Start of Block

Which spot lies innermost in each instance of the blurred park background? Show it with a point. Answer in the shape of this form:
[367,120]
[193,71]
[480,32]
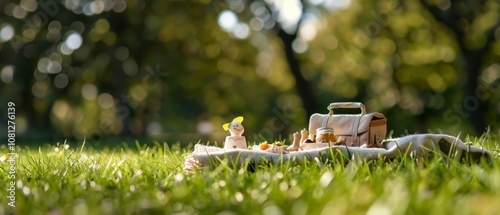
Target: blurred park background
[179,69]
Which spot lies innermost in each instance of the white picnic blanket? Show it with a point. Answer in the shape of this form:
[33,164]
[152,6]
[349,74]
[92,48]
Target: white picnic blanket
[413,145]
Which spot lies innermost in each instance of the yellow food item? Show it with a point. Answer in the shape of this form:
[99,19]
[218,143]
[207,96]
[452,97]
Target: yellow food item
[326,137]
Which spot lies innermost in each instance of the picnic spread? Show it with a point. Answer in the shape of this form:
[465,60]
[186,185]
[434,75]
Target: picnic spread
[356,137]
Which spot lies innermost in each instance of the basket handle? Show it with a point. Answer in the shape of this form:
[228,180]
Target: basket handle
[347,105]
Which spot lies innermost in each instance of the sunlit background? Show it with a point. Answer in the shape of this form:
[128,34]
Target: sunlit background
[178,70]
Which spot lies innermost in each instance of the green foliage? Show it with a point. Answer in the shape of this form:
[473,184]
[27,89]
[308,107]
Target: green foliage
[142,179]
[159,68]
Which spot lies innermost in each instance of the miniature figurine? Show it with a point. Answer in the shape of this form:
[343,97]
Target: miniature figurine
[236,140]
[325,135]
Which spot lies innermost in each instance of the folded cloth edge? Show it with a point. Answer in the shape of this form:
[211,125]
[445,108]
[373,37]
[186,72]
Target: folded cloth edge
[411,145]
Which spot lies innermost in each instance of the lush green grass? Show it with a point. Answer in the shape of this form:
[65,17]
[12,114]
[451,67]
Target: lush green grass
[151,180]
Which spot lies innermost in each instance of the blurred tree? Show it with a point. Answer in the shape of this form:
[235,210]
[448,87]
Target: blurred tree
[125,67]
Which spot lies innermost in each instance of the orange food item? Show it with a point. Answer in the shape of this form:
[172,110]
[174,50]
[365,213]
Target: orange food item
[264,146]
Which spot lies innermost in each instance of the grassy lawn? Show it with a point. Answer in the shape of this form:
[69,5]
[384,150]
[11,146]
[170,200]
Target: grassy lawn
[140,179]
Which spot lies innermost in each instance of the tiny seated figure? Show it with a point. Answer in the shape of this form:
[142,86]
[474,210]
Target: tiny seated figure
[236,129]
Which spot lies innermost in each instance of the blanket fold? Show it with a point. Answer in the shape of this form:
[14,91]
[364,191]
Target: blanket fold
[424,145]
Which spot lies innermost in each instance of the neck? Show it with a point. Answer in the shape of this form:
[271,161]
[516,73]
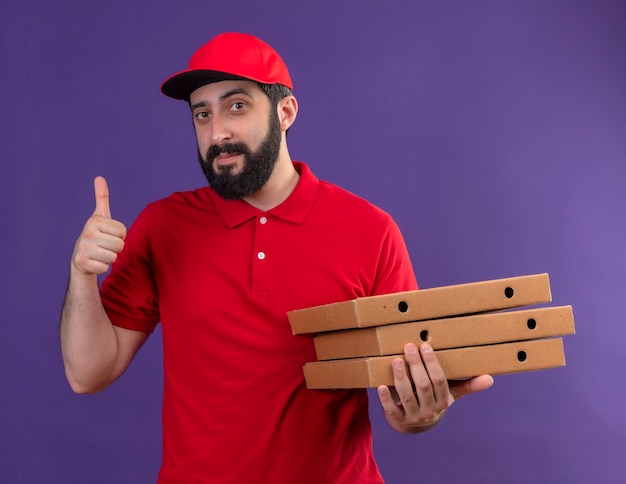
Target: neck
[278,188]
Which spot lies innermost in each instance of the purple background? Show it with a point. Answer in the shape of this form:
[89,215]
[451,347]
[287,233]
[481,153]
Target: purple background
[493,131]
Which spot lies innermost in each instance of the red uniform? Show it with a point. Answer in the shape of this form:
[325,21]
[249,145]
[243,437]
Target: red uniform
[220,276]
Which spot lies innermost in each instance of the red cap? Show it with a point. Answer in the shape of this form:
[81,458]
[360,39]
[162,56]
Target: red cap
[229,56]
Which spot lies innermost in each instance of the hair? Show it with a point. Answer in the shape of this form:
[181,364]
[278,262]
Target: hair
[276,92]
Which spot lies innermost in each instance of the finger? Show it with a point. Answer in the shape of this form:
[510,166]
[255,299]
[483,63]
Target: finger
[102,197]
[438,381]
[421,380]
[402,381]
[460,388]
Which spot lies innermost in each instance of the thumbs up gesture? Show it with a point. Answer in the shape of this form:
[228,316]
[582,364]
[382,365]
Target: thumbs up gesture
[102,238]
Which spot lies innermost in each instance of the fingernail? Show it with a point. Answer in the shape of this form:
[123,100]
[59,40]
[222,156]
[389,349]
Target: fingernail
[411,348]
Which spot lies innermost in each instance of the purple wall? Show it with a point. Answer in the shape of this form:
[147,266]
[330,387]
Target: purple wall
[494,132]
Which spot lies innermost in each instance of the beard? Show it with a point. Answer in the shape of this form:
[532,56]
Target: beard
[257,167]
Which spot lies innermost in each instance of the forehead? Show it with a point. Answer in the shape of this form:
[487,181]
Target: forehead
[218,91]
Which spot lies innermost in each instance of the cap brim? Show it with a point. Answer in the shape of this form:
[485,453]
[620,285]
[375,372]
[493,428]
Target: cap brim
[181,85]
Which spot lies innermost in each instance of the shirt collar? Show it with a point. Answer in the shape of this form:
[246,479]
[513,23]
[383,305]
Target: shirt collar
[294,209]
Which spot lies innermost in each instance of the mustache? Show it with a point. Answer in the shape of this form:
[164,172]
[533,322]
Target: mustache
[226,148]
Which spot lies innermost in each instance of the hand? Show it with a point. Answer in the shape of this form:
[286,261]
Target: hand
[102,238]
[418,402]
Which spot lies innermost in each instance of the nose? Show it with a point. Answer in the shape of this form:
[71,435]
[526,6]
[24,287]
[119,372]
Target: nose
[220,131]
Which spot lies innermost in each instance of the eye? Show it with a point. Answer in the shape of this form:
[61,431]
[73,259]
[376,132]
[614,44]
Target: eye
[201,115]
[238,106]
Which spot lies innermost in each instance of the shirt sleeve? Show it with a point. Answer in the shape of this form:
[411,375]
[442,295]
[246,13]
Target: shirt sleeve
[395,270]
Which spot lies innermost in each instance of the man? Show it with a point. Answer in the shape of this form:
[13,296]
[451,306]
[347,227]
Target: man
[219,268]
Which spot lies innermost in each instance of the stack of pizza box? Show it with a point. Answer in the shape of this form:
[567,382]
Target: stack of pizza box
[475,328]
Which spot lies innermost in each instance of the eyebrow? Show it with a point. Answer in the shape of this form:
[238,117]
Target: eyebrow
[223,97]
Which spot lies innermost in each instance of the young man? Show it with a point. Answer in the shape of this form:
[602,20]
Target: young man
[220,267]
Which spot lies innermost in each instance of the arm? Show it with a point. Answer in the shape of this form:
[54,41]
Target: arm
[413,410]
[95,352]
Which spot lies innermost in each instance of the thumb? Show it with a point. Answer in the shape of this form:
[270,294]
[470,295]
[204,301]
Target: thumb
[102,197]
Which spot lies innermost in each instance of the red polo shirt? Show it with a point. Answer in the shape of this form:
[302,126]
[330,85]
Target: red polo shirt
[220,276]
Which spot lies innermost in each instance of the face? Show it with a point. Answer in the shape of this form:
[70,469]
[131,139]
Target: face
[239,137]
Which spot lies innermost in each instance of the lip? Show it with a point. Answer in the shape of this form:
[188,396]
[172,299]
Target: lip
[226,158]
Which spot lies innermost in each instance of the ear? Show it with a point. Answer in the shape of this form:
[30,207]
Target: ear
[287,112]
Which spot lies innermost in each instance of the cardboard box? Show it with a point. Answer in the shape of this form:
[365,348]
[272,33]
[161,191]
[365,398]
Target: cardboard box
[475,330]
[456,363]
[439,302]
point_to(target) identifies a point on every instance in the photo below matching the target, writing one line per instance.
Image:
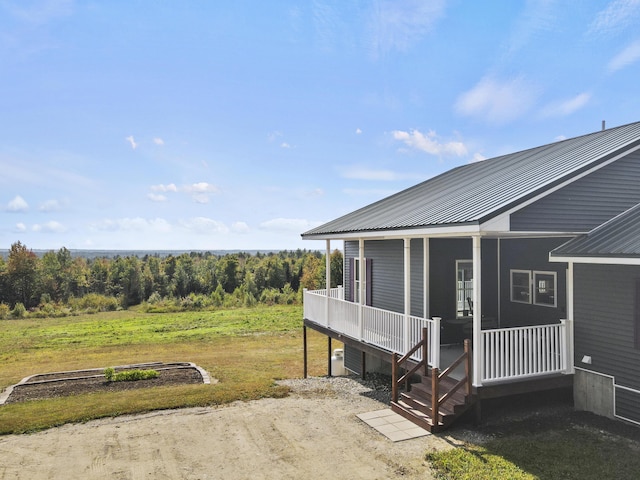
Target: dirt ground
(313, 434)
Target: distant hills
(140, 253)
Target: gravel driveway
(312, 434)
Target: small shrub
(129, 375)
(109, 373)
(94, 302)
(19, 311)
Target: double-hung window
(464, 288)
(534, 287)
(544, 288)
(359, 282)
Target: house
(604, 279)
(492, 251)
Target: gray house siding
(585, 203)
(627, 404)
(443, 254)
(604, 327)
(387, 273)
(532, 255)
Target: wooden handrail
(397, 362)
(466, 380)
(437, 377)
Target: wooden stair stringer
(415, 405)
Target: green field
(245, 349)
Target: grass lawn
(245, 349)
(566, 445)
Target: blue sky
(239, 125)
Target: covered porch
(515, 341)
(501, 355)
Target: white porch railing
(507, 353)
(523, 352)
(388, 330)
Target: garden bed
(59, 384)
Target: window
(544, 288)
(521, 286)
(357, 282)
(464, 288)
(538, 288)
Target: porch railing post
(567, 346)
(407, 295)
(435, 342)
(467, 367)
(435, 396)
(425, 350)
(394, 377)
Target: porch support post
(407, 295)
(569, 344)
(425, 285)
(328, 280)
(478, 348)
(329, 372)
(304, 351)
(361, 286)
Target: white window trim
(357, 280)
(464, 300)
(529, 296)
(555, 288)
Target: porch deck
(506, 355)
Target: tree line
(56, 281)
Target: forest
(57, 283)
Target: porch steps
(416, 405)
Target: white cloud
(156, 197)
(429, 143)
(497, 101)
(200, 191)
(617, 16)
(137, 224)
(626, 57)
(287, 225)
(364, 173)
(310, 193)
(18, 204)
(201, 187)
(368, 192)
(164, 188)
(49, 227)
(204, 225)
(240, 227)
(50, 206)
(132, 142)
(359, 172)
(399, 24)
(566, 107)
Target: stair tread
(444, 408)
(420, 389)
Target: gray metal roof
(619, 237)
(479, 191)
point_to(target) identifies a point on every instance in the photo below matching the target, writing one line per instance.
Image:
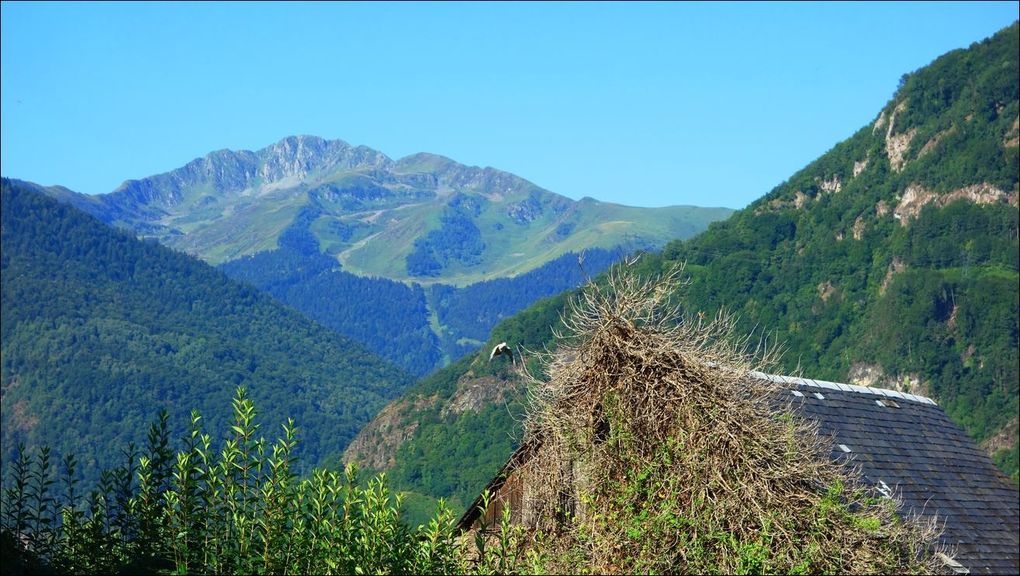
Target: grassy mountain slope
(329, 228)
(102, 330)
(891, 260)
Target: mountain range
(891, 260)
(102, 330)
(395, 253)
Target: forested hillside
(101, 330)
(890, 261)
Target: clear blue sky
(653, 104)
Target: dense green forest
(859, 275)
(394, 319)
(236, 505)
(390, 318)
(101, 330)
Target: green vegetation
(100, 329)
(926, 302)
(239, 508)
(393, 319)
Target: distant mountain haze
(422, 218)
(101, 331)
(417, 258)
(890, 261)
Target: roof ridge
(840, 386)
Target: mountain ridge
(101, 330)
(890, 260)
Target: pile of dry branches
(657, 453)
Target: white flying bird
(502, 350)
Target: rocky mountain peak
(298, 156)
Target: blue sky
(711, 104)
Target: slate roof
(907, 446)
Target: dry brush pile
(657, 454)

End of Block

Only the lines from the one that contains "Target: distant mountain haze" to the end of the entries above should be given again, exactly and in full.

Target: distant mountain haze
(422, 218)
(101, 331)
(417, 258)
(890, 261)
Target: roof ridge
(840, 386)
Target: mountain ridge
(101, 330)
(890, 260)
Target: pile of dry branches
(657, 453)
Target: white flying bird
(502, 350)
Target: rocky mountain peak
(298, 156)
Target: blue sky
(711, 104)
Target: slate roof
(907, 446)
Target: dry brush pile
(657, 454)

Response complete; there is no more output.